* **Data provided**:
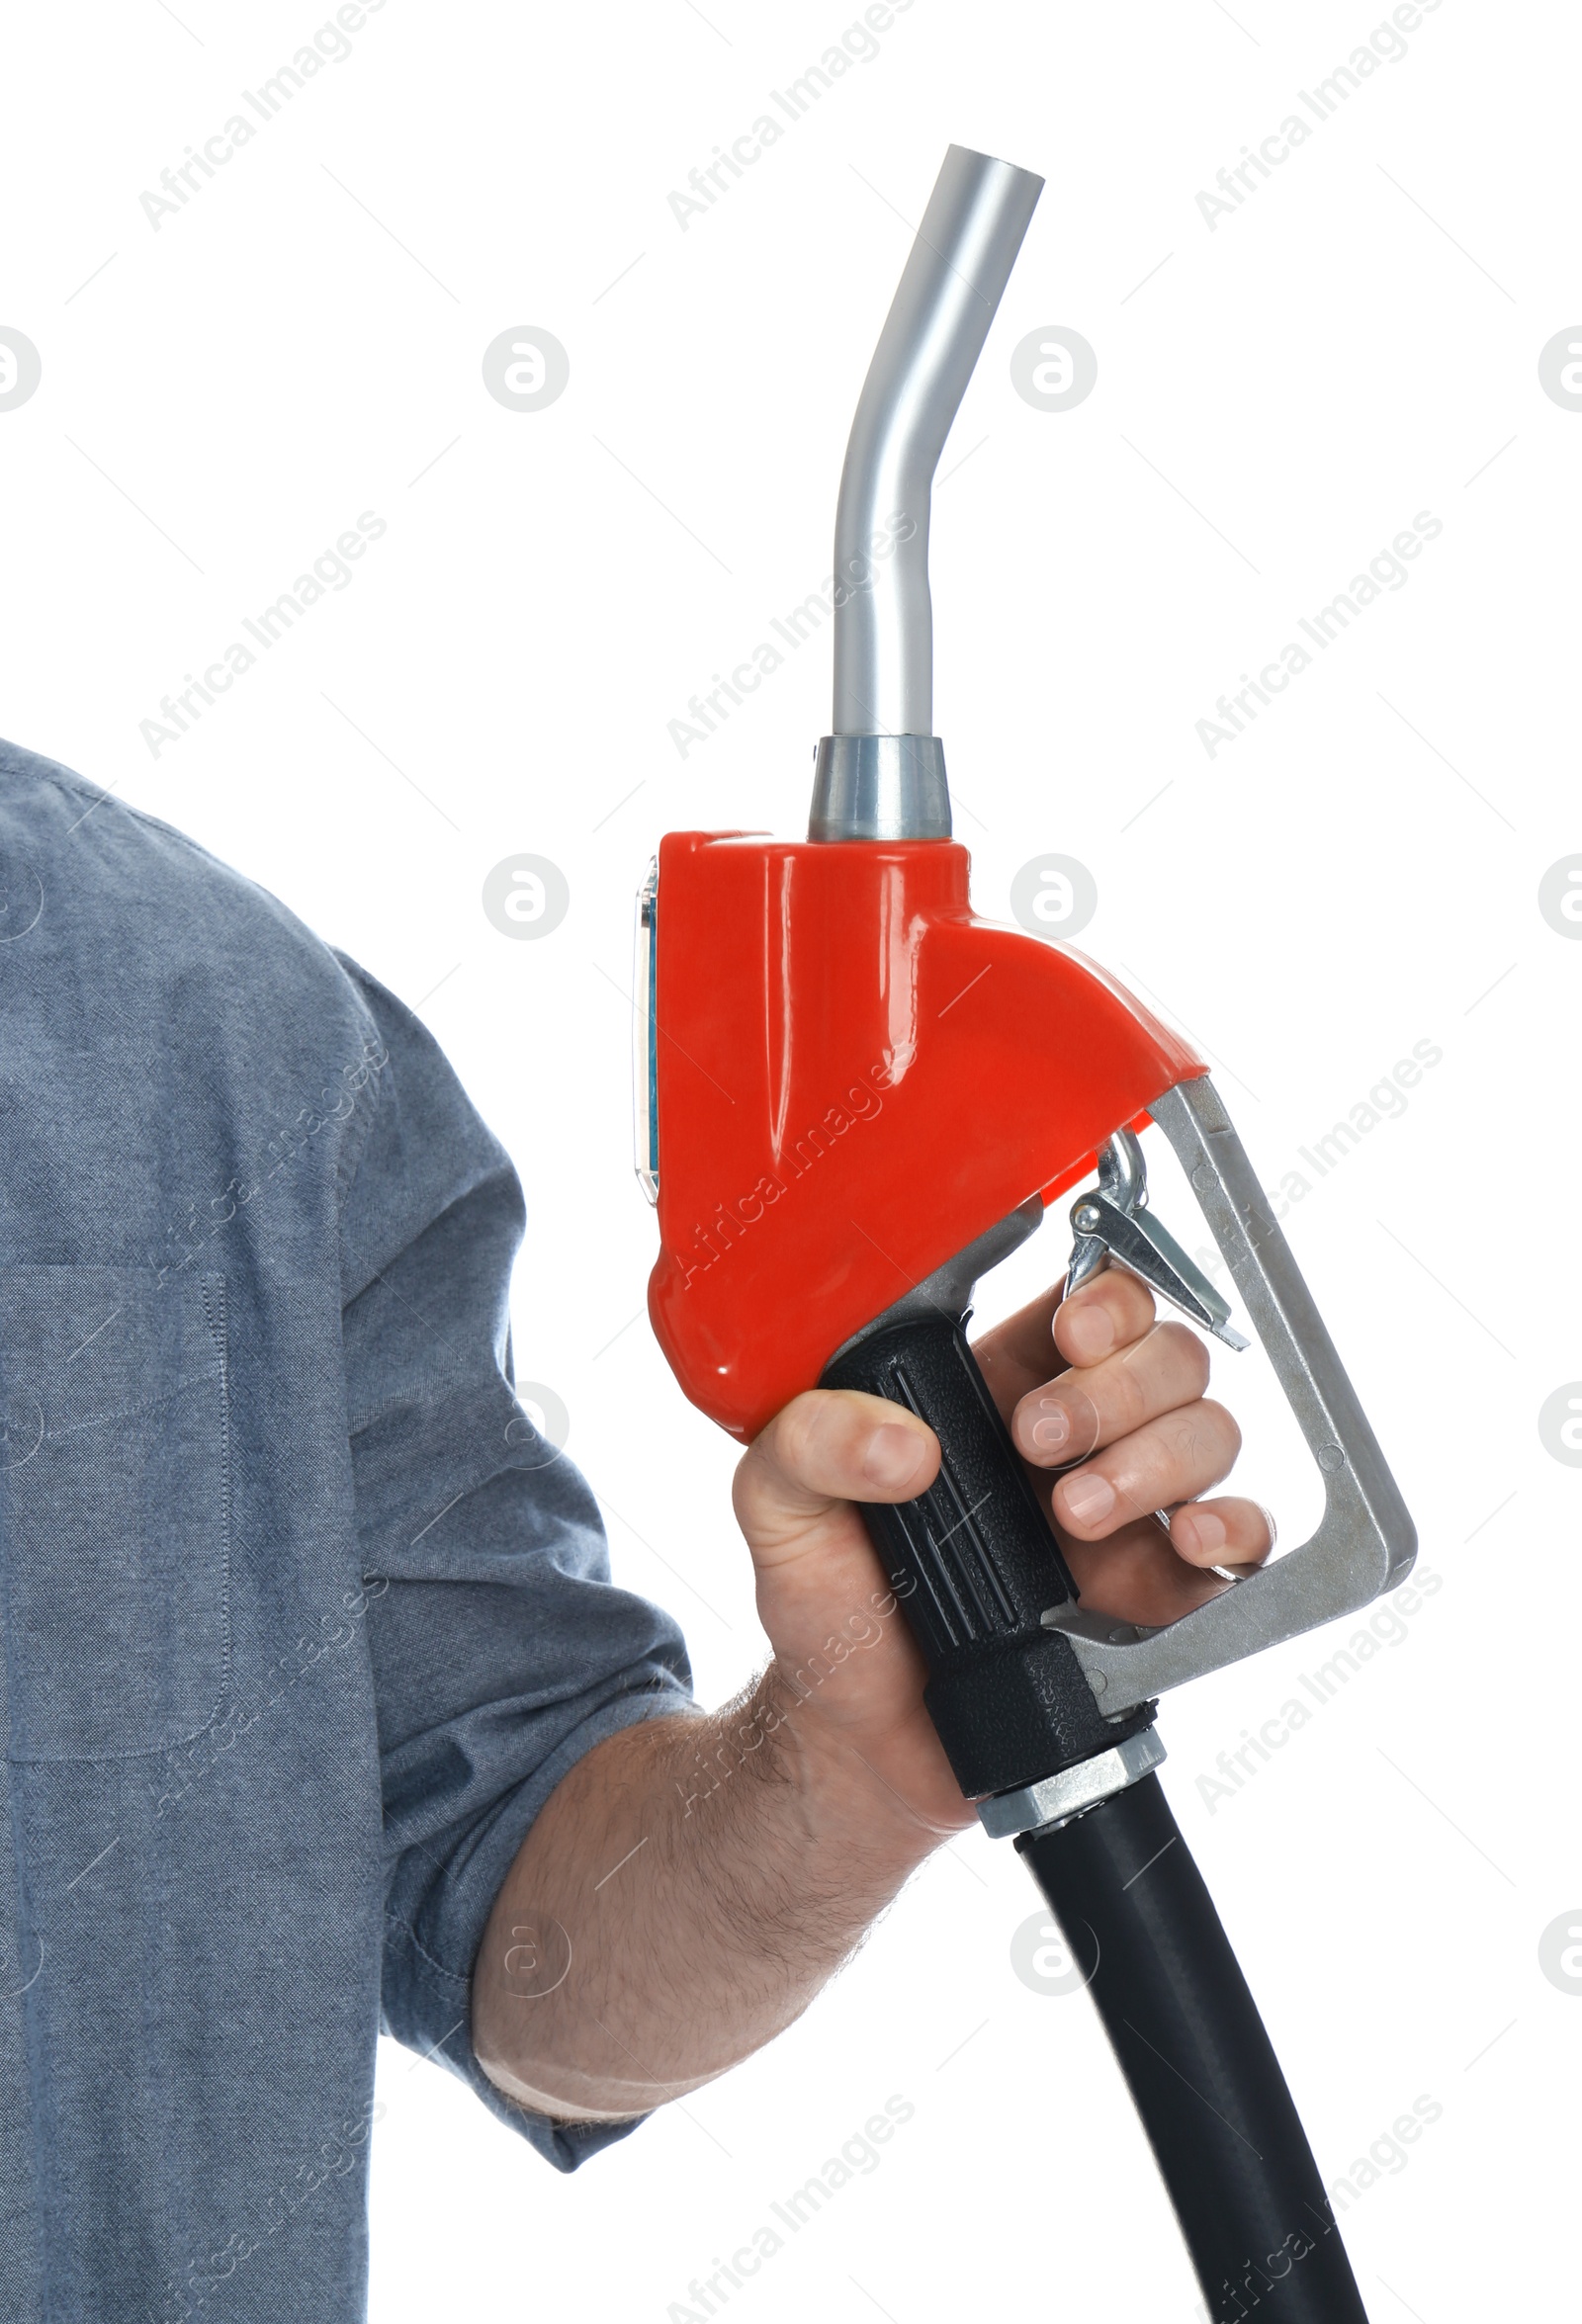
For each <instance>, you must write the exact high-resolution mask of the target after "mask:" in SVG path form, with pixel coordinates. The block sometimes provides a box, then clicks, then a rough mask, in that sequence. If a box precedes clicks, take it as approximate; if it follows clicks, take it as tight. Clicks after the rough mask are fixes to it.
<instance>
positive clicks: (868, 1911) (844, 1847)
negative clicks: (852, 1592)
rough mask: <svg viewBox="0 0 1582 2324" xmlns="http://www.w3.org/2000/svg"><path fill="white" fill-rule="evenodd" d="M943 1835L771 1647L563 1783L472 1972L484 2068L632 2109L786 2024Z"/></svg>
mask: <svg viewBox="0 0 1582 2324" xmlns="http://www.w3.org/2000/svg"><path fill="white" fill-rule="evenodd" d="M936 1841H939V1834H936V1831H932V1829H927V1824H925V1822H920V1820H918V1817H913V1815H908V1813H906V1810H904V1808H901V1806H899V1801H897V1799H894V1796H892V1794H890V1792H887V1787H885V1785H883V1780H880V1778H876V1776H873V1773H871V1771H869V1769H866V1764H864V1762H862V1759H860V1757H855V1755H853V1752H843V1750H836V1748H829V1745H827V1743H825V1741H822V1738H813V1736H811V1734H808V1729H806V1724H804V1720H801V1717H799V1715H797V1703H794V1697H792V1690H790V1685H788V1683H785V1680H783V1678H781V1676H778V1671H776V1666H774V1664H771V1666H769V1671H767V1673H764V1678H762V1680H760V1683H757V1687H755V1690H753V1692H750V1694H748V1697H746V1699H741V1701H739V1703H734V1706H727V1708H725V1710H716V1713H709V1715H681V1717H664V1720H648V1722H643V1724H637V1727H627V1729H623V1731H620V1734H616V1736H611V1738H609V1741H604V1743H599V1745H597V1748H595V1750H590V1752H588V1755H585V1757H583V1759H581V1762H578V1764H576V1766H574V1769H571V1773H569V1776H567V1778H565V1780H562V1783H560V1785H558V1787H555V1792H553V1794H551V1799H548V1801H546V1806H544V1810H541V1815H539V1817H537V1822H534V1827H532V1831H530V1834H527V1838H525V1841H523V1848H520V1852H518V1857H516V1864H513V1866H511V1873H509V1878H506V1882H504V1887H502V1892H499V1896H497V1901H495V1910H492V1915H490V1922H488V1929H486V1934H483V1945H481V1950H479V1961H476V1968H474V1985H472V2033H474V2047H476V2054H479V2061H481V2064H483V2068H486V2073H488V2075H490V2078H492V2080H495V2082H497V2085H499V2087H502V2089H504V2092H506V2094H509V2096H513V2099H518V2101H520V2103H525V2106H532V2108H539V2110H544V2113H548V2115H558V2117H562V2119H609V2117H623V2115H639V2113H646V2110H648V2108H653V2106H660V2103H662V2101H664V2099H674V2096H681V2094H685V2092H688V2089H695V2087H697V2085H699V2082H709V2080H711V2078H713V2075H718V2073H725V2068H727V2066H734V2064H736V2061H739V2059H743V2057H748V2054H750V2052H753V2050H757V2047H760V2045H762V2043H767V2040H769V2038H771V2036H774V2033H778V2031H781V2029H783V2027H788V2024H790V2022H792V2020H794V2017H797V2015H799V2013H801V2010H804V2008H806V2003H808V2001H811V1999H813V1994H815V1992H818V1987H820V1985H822V1982H825V1980H827V1978H829V1975H832V1971H836V1968H839V1966H841V1961H843V1959H846V1957H848V1954H850V1952H853V1948H855V1945H857V1943H860V1938H862V1931H864V1929H866V1927H869V1922H871V1920H873V1917H876V1913H880V1910H883V1906H885V1903H890V1899H892V1896H894V1894H897V1889H899V1887H901V1882H904V1880H906V1875H908V1873H911V1871H913V1866H915V1864H920V1862H922V1857H925V1855H927V1852H929V1850H932V1848H934V1845H936Z"/></svg>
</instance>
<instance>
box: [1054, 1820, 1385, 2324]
mask: <svg viewBox="0 0 1582 2324" xmlns="http://www.w3.org/2000/svg"><path fill="white" fill-rule="evenodd" d="M1015 1845H1017V1850H1020V1852H1022V1855H1024V1857H1027V1862H1029V1866H1031V1873H1034V1878H1036V1882H1038V1887H1041V1889H1043V1894H1045V1896H1048V1901H1050V1910H1052V1913H1055V1920H1057V1922H1059V1927H1062V1934H1064V1938H1066V1945H1069V1950H1071V1954H1073V1959H1076V1961H1078V1964H1080V1968H1083V1973H1085V1975H1087V1980H1090V1992H1092V1996H1094V2001H1096V2006H1099V2017H1101V2020H1103V2031H1106V2033H1108V2036H1110V2047H1113V2050H1115V2057H1117V2061H1120V2071H1122V2073H1124V2078H1127V2082H1129V2087H1131V2096H1134V2101H1136V2110H1138V2115H1141V2117H1143V2129H1145V2131H1148V2140H1150V2145H1152V2150H1155V2159H1157V2164H1159V2171H1162V2175H1164V2185H1166V2189H1168V2196H1171V2203H1173V2205H1175V2217H1178V2219H1180V2231H1182V2236H1185V2240H1187V2250H1189V2252H1192V2264H1194V2268H1196V2273H1199V2282H1201V2287H1203V2298H1206V2301H1208V2312H1210V2317H1213V2319H1215V2324H1250V2319H1252V2324H1368V2319H1366V2310H1364V2305H1361V2294H1359V2291H1357V2278H1354V2275H1352V2266H1350V2261H1347V2257H1345V2245H1343V2243H1340V2229H1338V2226H1336V2219H1333V2212H1331V2208H1329V2201H1326V2196H1324V2182H1322V2180H1319V2173H1317V2164H1315V2161H1313V2147H1310V2145H1308V2136H1306V2131H1303V2126H1301V2117H1299V2115H1296V2108H1294V2103H1292V2094H1289V2089H1287V2087H1285V2075H1282V2073H1280V2061H1278V2057H1275V2052H1273V2047H1271V2040H1268V2033H1266V2031H1264V2020H1261V2017H1259V2013H1257V2003H1254V1999H1252V1994H1250V1992H1247V1980H1245V1978H1243V1973H1241V1966H1238V1961H1236V1954H1234V1952H1231V1945H1229V1938H1227V1934H1224V1929H1222V1924H1220V1915H1217V1913H1215V1906H1213V1896H1210V1894H1208V1889H1206V1885H1203V1875H1201V1873H1199V1868H1196V1864H1194V1862H1192V1852H1189V1848H1187V1843H1185V1841H1182V1836H1180V1829H1178V1824H1175V1817H1173V1815H1171V1806H1168V1801H1166V1796H1164V1792H1162V1789H1159V1780H1157V1776H1145V1778H1143V1780H1141V1783H1134V1785H1131V1787H1129V1789H1124V1792H1115V1794H1113V1799H1106V1801H1103V1803H1101V1806H1099V1808H1090V1810H1087V1815H1078V1817H1073V1820H1071V1822H1069V1824H1057V1827H1052V1829H1048V1831H1027V1834H1022V1838H1020V1841H1017V1843H1015Z"/></svg>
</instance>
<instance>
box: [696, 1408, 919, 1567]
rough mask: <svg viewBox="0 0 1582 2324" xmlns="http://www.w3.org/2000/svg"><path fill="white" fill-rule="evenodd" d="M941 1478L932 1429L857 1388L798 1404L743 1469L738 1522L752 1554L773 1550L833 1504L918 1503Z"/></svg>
mask: <svg viewBox="0 0 1582 2324" xmlns="http://www.w3.org/2000/svg"><path fill="white" fill-rule="evenodd" d="M936 1476H939V1439H936V1436H934V1429H932V1427H927V1422H922V1420H918V1418H915V1415H913V1413H908V1411H904V1408H901V1406H899V1404H887V1401H885V1397H864V1394H862V1392H860V1390H855V1387H811V1390H808V1392H806V1394H801V1397H792V1401H790V1404H788V1406H785V1411H783V1413H776V1418H774V1420H771V1422H769V1427H767V1429H764V1432H762V1436H757V1439H755V1441H753V1446H750V1450H748V1452H746V1455H743V1459H741V1464H739V1469H736V1483H734V1504H736V1520H739V1522H741V1529H743V1534H746V1536H748V1541H750V1543H753V1548H771V1545H774V1543H776V1541H781V1538H788V1536H790V1534H797V1532H801V1529H804V1527H806V1522H808V1520H811V1518H820V1515H822V1513H825V1511H827V1508H829V1504H832V1501H911V1499H913V1497H915V1494H920V1492H922V1490H925V1487H927V1485H932V1483H934V1478H936Z"/></svg>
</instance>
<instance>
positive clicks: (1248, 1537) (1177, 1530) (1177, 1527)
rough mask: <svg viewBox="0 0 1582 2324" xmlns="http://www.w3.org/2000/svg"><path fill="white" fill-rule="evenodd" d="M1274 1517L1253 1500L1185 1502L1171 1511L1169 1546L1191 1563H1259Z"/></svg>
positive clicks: (1178, 1553) (1228, 1563) (1177, 1554)
mask: <svg viewBox="0 0 1582 2324" xmlns="http://www.w3.org/2000/svg"><path fill="white" fill-rule="evenodd" d="M1273 1545H1275V1520H1273V1518H1271V1515H1268V1511H1266V1508H1259V1504H1257V1501H1234V1499H1229V1497H1227V1499H1222V1501H1187V1504H1185V1508H1173V1511H1171V1548H1173V1550H1175V1555H1178V1557H1185V1559H1187V1564H1192V1566H1231V1569H1241V1566H1247V1569H1252V1566H1261V1564H1264V1559H1266V1557H1268V1552H1271V1550H1273Z"/></svg>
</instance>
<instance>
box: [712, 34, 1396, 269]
mask: <svg viewBox="0 0 1582 2324" xmlns="http://www.w3.org/2000/svg"><path fill="white" fill-rule="evenodd" d="M911 5H913V0H887V5H885V0H873V7H866V9H864V12H862V19H860V23H850V26H848V28H846V30H843V33H841V37H839V42H832V46H827V49H825V53H822V58H820V60H818V63H815V65H808V67H806V72H801V74H797V79H794V81H788V86H785V88H771V91H769V102H771V105H774V107H778V112H781V116H783V119H778V121H776V116H774V114H769V112H764V114H760V116H757V121H753V123H750V128H746V130H743V132H741V137H732V144H729V151H727V149H725V146H716V149H713V153H716V158H713V160H709V163H704V165H702V170H690V172H688V186H690V188H692V191H690V193H671V195H667V200H669V209H671V218H674V221H676V225H678V228H681V232H683V235H685V230H688V228H690V223H692V218H704V216H706V214H709V211H711V209H713V205H716V202H718V200H720V195H725V193H729V191H732V184H734V181H736V179H743V177H746V174H748V170H750V167H753V163H757V160H762V158H764V153H767V151H769V149H771V146H776V144H778V142H781V137H785V132H788V130H790V128H792V125H794V123H797V121H801V119H804V114H808V112H811V109H813V105H818V100H820V98H822V95H825V91H829V88H834V84H836V81H841V79H843V77H846V74H848V72H850V70H853V65H871V63H873V58H876V56H878V35H880V33H887V30H890V28H892V26H894V19H897V16H904V14H906V12H908V7H911ZM1436 5H1438V0H1436Z"/></svg>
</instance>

* **Exercise objective**: Could you rewrite the lines as a numbered list, starting at the first line and ending at the line that contains "1835L771 1647L563 1783L472", with blank lines and pictures left out?

* **Exercise output**:
1. For each <instance>, you must write the exact high-resolution mask of the target after "mask:" in SVG path form, with pixel coordinates. The block sometimes provides a box, then clicks, then a rough mask, in that sequence. If a box precedes clicks, take it as approximate; if it follows clicks, take it as tight. Clicks after the rough mask are fixes to it.
2. <instance>
3. positive clicks: (868, 1911) (844, 1847)
4. negative clicks: (852, 1592)
5. rough mask: <svg viewBox="0 0 1582 2324" xmlns="http://www.w3.org/2000/svg"><path fill="white" fill-rule="evenodd" d="M943 1835L771 1647L563 1783L472 1972L484 2068L632 2109L786 2024Z"/></svg>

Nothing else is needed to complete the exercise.